Work instruction> An exact copy of all the data is required, with pictures left out.

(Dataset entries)
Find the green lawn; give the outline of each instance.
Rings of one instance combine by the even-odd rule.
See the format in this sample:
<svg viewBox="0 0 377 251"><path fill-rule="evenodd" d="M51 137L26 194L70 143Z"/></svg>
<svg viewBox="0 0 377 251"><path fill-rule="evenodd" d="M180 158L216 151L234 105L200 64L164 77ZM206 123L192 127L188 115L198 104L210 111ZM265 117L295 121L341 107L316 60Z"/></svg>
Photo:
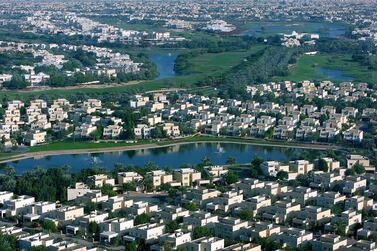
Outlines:
<svg viewBox="0 0 377 251"><path fill-rule="evenodd" d="M125 146L138 146L144 144L157 144L157 145L169 145L172 143L178 142L199 142L199 141L206 141L206 140L216 140L215 137L190 137L186 139L180 140L162 140L159 142L153 140L138 140L136 143L128 143L125 141L72 141L72 140L65 140L60 142L53 142L46 145L38 145L29 148L28 152L44 152L44 151L61 151L61 150L80 150L80 149L106 149L106 148L113 148L113 147L125 147ZM221 140L221 139L220 139ZM11 154L4 154L3 158L11 156ZM0 157L2 157L0 155Z"/></svg>
<svg viewBox="0 0 377 251"><path fill-rule="evenodd" d="M230 70L242 62L242 60L253 52L256 52L264 46L255 46L247 51L231 51L223 53L206 53L193 59L193 69L187 75L175 76L161 80L148 80L139 84L129 86L115 86L103 88L83 88L72 90L47 90L33 92L19 91L1 91L0 99L21 99L30 100L34 98L69 98L74 95L97 95L102 94L119 94L119 93L141 93L146 91L158 90L162 88L192 88L194 84L205 79L206 76L214 76ZM133 53L139 51L148 52L148 49L131 50ZM169 50L168 50L169 51ZM186 50L178 49L178 52ZM156 53L166 53L166 50L158 49ZM155 51L153 50L153 53Z"/></svg>
<svg viewBox="0 0 377 251"><path fill-rule="evenodd" d="M47 91L32 91L32 92L18 92L18 91L1 91L0 99L21 99L28 100L36 97L70 97L72 95L83 95L83 94L116 94L120 92L145 92L156 90L160 88L172 87L175 85L175 82L163 82L163 81L146 81L136 85L129 86L115 86L115 87L103 87L103 88L83 88L83 89L72 89L72 90L47 90Z"/></svg>
<svg viewBox="0 0 377 251"><path fill-rule="evenodd" d="M7 160L17 155L17 153L0 153L0 160Z"/></svg>
<svg viewBox="0 0 377 251"><path fill-rule="evenodd" d="M187 72L206 76L218 75L231 70L232 67L241 64L247 56L264 48L265 46L258 45L249 50L205 53L192 59L192 65Z"/></svg>
<svg viewBox="0 0 377 251"><path fill-rule="evenodd" d="M377 81L377 71L370 70L352 60L350 55L319 54L314 56L303 55L297 63L290 68L289 75L276 77L275 80L332 80L342 82L338 79L329 77L318 72L317 68L322 67L331 70L342 71L343 76L352 77L356 82L373 83Z"/></svg>
<svg viewBox="0 0 377 251"><path fill-rule="evenodd" d="M281 146L282 142L278 141L261 141L255 139L243 139L238 137L216 137L216 136L206 136L206 135L197 135L193 137L187 137L182 139L164 139L161 141L154 140L138 140L135 143L128 143L125 141L72 141L65 140L59 142L53 142L46 145L33 146L28 149L28 152L44 152L44 151L61 151L61 150L80 150L80 149L104 149L104 148L114 148L114 147L125 147L125 146L138 146L145 144L156 144L160 146L176 144L176 143L191 143L191 142L235 142L235 143L258 143L263 145L274 145ZM297 143L289 143L284 145L291 146L300 146ZM14 153L2 153L0 158L6 158L14 155Z"/></svg>
<svg viewBox="0 0 377 251"><path fill-rule="evenodd" d="M136 143L120 142L92 142L92 141L61 141L54 142L47 145L33 146L29 148L29 152L42 152L42 151L61 151L61 150L80 150L80 149L100 149L124 146L137 146L151 143L146 140L139 140Z"/></svg>
<svg viewBox="0 0 377 251"><path fill-rule="evenodd" d="M192 60L193 67L189 69L193 73L219 73L229 71L239 64L249 53L247 51L206 53Z"/></svg>
<svg viewBox="0 0 377 251"><path fill-rule="evenodd" d="M47 90L47 91L0 91L0 99L21 99L30 100L34 98L69 98L75 95L103 95L103 94L119 94L119 93L142 93L163 88L191 88L193 84L202 80L202 74L191 74L187 76L177 76L161 80L150 80L129 86L112 86L103 88L83 88L72 90Z"/></svg>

Result>
Find the green lawn; give the outline of each instance.
Rings of one instance combine by the even-odd rule.
See the format in this sample:
<svg viewBox="0 0 377 251"><path fill-rule="evenodd" d="M51 137L26 194L70 143Z"/></svg>
<svg viewBox="0 0 377 251"><path fill-rule="evenodd" d="M180 158L216 151L234 105L200 64L164 77ZM206 123L192 127L188 115L198 104L210 111ZM265 117L295 121L341 107L316 60Z"/></svg>
Photo:
Outlines:
<svg viewBox="0 0 377 251"><path fill-rule="evenodd" d="M125 146L138 146L144 144L157 144L157 145L169 145L172 143L178 142L199 142L199 141L206 141L206 140L216 140L215 137L190 137L186 139L180 140L162 140L159 142L153 140L138 140L136 143L128 143L125 141L72 141L72 140L65 140L60 142L53 142L46 145L38 145L29 148L28 152L44 152L44 151L61 151L61 150L80 150L80 149L106 149L106 148L113 148L113 147L125 147ZM221 140L221 139L220 139ZM11 154L4 154L3 158L11 156ZM0 157L2 157L0 155Z"/></svg>
<svg viewBox="0 0 377 251"><path fill-rule="evenodd" d="M230 70L242 62L242 60L253 52L256 52L264 46L255 46L247 51L231 51L223 53L206 53L193 59L193 69L187 75L175 76L161 80L148 80L139 84L129 86L115 86L103 88L83 88L72 90L47 90L33 92L19 91L1 91L0 99L21 99L30 100L34 98L69 98L74 95L97 95L102 94L119 94L119 93L141 93L146 91L158 90L162 88L192 88L194 84L205 79L206 76L214 76ZM133 53L139 51L148 52L148 49L131 50ZM169 50L168 50L169 51ZM186 50L178 49L178 52ZM156 53L166 53L166 50L158 49ZM155 51L153 50L153 53Z"/></svg>
<svg viewBox="0 0 377 251"><path fill-rule="evenodd" d="M47 91L32 91L32 92L18 92L18 91L1 91L0 99L21 99L28 100L36 97L70 97L72 95L83 95L83 94L116 94L120 92L145 92L156 90L160 88L172 87L175 85L175 82L163 82L163 81L146 81L136 85L129 86L115 86L115 87L103 87L103 88L83 88L83 89L72 89L72 90L47 90Z"/></svg>
<svg viewBox="0 0 377 251"><path fill-rule="evenodd" d="M7 160L17 155L17 153L0 153L0 160Z"/></svg>
<svg viewBox="0 0 377 251"><path fill-rule="evenodd" d="M187 72L206 76L218 75L231 70L232 67L241 64L247 56L264 48L265 46L258 45L249 50L205 53L192 59L192 65Z"/></svg>
<svg viewBox="0 0 377 251"><path fill-rule="evenodd" d="M377 81L377 71L370 70L352 60L350 55L319 54L314 56L303 55L297 63L290 68L289 75L276 77L275 80L332 80L342 82L338 79L329 77L318 72L317 68L322 67L331 70L342 71L343 76L352 77L356 82L373 83Z"/></svg>
<svg viewBox="0 0 377 251"><path fill-rule="evenodd" d="M281 146L282 142L278 141L261 141L255 139L243 139L238 137L216 137L216 136L206 136L206 135L197 135L193 137L187 137L182 139L164 139L161 141L154 140L138 140L135 143L128 143L125 141L72 141L65 140L59 142L53 142L46 145L33 146L28 149L28 152L44 152L44 151L61 151L61 150L80 150L80 149L104 149L104 148L114 148L114 147L125 147L125 146L138 146L145 144L156 144L160 146L176 144L176 143L191 143L191 142L235 142L235 143L258 143L263 145L274 145ZM297 143L289 143L284 145L291 146L300 146ZM14 153L2 153L0 158L6 158L14 155Z"/></svg>
<svg viewBox="0 0 377 251"><path fill-rule="evenodd" d="M136 143L120 142L92 142L92 141L61 141L54 142L47 145L33 146L29 148L29 152L42 152L42 151L61 151L61 150L80 150L80 149L100 149L124 146L137 146L151 143L146 140L139 140Z"/></svg>
<svg viewBox="0 0 377 251"><path fill-rule="evenodd" d="M192 60L193 67L189 69L193 73L219 73L229 71L239 64L249 53L247 51L206 53Z"/></svg>
<svg viewBox="0 0 377 251"><path fill-rule="evenodd" d="M47 90L47 91L0 91L0 99L21 99L30 100L34 98L69 98L75 95L103 95L103 94L119 94L119 93L142 93L163 88L191 88L193 84L202 80L202 74L191 74L187 76L177 76L161 80L150 80L129 86L112 86L103 88L83 88L72 90Z"/></svg>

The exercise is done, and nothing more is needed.